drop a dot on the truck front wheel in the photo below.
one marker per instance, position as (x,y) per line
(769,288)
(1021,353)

* * *

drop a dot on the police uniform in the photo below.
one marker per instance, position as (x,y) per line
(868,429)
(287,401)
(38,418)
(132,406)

---

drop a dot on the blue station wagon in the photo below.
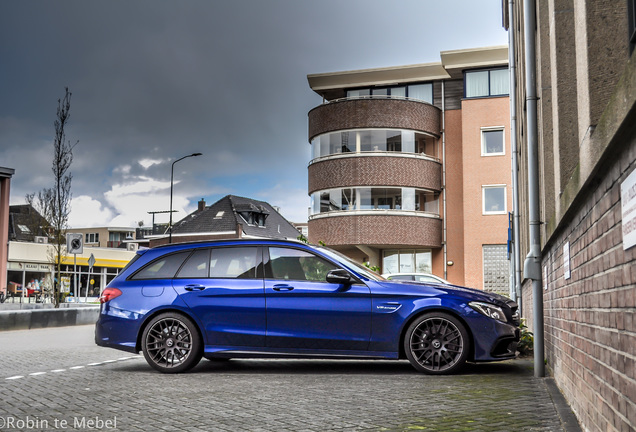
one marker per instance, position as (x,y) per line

_TASK TO CARRY OUT_
Gather every line of the listing above that contains the string "below" and copy each such line out in full, counting a match only when the letter case agrees.

_THE RESULT_
drop a dot on the truck front wheel in the photo below.
drop a dot on the police uniform in the photo below.
drop a dot on the blue station wagon in the photo below.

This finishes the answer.